Voormalig gevangenisterrein

In de tweede helft van de 19e eeuw verrees op de plek waar nu het Max Euweplein ligt een gevangeniscomplex met cellen, cipierswoningen en een kantongerecht. Het Huis van Bewaring kreeg de vorm van een kruisbouw en heeft daar een eeuw gevangenen “bewaard”. Omstreeks 1960 ontstonden de eerste gemeentelijke plannen om de gevangenis buiten het centrum te plaatsen. Een particulier projectontwikkelaar Bouwes, zag mogelijkheden voor het gevangenisterrein en kwam met een schetsontwerp voor een luxe hotel dat na lang aarzelen in 1969 door de gemeente in principe werd goedgekeurd. Maar toen het ontwerp in de publiciteit kwam, begonnen actiegroepen en buurtcomités heftig te protesteren. De werkgroep ‘Bouw-Es Wat Anders’, waar architecten als Herzberger en Van Eijk aan deelnamen, diende alternatieve plannen in voor de herbestemming van het gevangenisterrein.

[Aanwijsgegevens per regio]
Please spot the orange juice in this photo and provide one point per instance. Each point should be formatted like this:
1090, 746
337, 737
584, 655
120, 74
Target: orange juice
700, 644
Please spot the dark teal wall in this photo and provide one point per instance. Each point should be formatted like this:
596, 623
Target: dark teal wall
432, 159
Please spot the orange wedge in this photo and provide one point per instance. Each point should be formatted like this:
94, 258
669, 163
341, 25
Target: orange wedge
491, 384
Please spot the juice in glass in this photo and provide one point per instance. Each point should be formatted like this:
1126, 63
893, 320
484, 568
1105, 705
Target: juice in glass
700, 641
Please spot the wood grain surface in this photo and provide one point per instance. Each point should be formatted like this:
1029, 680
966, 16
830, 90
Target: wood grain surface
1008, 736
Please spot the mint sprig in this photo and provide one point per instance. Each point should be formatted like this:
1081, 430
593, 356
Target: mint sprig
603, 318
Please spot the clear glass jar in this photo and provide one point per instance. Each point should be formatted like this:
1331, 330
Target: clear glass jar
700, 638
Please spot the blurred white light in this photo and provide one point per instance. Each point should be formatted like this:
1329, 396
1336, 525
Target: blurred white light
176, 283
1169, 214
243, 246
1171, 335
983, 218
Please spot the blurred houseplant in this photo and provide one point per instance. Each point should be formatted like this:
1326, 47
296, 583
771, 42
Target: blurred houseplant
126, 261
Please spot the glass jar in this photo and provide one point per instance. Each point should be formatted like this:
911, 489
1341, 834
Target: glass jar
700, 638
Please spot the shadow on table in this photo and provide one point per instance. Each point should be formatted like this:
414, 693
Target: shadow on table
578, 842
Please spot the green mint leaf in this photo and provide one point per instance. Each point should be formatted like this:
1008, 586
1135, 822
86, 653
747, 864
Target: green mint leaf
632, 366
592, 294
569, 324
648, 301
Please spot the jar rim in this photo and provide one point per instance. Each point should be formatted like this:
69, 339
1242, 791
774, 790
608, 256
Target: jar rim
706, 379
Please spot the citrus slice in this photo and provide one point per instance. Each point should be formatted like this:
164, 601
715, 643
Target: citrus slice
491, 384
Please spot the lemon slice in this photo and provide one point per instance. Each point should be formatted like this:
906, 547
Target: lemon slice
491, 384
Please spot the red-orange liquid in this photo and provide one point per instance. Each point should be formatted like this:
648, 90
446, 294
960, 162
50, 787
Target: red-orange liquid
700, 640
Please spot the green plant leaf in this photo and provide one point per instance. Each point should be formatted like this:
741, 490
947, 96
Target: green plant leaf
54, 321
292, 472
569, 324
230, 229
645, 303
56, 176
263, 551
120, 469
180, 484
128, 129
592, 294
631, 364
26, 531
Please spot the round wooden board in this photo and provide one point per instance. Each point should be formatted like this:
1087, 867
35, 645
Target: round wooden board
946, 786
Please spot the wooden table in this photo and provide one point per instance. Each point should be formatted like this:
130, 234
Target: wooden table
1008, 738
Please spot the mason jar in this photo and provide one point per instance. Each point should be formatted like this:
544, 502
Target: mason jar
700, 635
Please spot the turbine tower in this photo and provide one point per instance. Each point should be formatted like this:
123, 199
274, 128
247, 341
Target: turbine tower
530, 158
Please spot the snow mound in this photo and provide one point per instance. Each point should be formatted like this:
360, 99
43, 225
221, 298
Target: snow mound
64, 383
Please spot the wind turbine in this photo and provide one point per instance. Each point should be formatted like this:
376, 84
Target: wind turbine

## OPGAVE
Kun je de volledige tekst over het voormalige gevangenisterrein ongewijzigd weergeven?

## UITVOER OPDRACHT
Voormalig gevangenisterrein

In de tweede helft van de 19e eeuw verrees op de plek waar nu het Max Euweplein ligt een gevangeniscomplex met cellen, cipierswoningen en een kantongerecht. Het Huis van Bewaring kreeg de vorm van een kruisbouw en heeft daar een eeuw gevangenen “bewaard”. Omstreeks 1960 ontstonden de eerste gemeentelijke plannen om de gevangenis buiten het centrum te plaatsen. Een particulier projectontwikkelaar Bouwes, zag mogelijkheden voor het gevangenisterrein en kwam met een schetsontwerp voor een luxe hotel dat na lang aarzelen in 1969 door de gemeente in principe werd goedgekeurd. Maar toen het ontwerp in de publiciteit kwam, begonnen actiegroepen en buurtcomités heftig te protesteren. De werkgroep ‘Bouw-Es Wat Anders’, waar architecten als Herzberger en Van Eijk aan deelnamen, diende alternatieve plannen in voor de herbestemming van het gevangenisterrein.